Instructions to follow -> Scale the items starting at the line containing "Where can the white building" and ending at the line containing "point(138, 540)", copying out every line in that span. Multiply each coordinate in the answer points by 2.1 and round to whole numbers, halves up, and leave every other number, including those in the sample notation, as it is.
# Start of Task input
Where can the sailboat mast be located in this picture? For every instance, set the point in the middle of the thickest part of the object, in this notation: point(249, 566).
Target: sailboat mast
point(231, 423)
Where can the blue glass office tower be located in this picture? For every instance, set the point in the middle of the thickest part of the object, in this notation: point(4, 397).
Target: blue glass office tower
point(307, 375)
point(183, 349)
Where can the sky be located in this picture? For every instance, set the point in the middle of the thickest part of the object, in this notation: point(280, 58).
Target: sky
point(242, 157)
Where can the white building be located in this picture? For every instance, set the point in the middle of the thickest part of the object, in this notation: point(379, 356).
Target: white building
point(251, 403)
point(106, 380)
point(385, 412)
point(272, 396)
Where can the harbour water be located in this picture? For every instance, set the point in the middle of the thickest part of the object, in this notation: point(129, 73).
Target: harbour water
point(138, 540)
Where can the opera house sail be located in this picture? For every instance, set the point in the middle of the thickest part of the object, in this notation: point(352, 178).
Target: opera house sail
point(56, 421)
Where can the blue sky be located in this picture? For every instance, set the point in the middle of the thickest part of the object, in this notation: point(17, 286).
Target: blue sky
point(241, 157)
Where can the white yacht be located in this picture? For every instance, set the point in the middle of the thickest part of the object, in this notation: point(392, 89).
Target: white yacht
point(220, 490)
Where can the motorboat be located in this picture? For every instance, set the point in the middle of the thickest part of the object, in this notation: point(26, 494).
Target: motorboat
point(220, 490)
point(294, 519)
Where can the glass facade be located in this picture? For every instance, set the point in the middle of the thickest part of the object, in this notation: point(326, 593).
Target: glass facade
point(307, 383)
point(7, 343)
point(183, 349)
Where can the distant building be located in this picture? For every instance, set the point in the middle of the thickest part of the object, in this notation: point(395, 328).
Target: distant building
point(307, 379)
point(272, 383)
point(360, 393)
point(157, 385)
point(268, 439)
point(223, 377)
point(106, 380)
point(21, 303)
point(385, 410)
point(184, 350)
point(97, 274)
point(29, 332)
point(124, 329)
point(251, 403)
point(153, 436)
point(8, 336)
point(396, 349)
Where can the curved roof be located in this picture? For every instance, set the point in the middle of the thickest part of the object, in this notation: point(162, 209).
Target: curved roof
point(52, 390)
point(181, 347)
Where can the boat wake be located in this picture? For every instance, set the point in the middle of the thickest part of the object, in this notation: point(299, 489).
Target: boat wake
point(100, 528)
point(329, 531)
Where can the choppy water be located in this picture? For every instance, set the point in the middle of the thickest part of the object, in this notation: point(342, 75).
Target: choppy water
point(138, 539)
# End of Task input
Task answer ->
Where can the white building be located in this picture? For every instance, set the point in the middle of the thickest part of the object, in this notation: point(379, 356).
Target: white building
point(527, 846)
point(223, 798)
point(809, 865)
point(571, 832)
Where can the harbour water be located in this picture? For every instance, set the point in the middle of the thickest part of the object, in this notation: point(129, 73).
Target: harbour water
point(290, 1134)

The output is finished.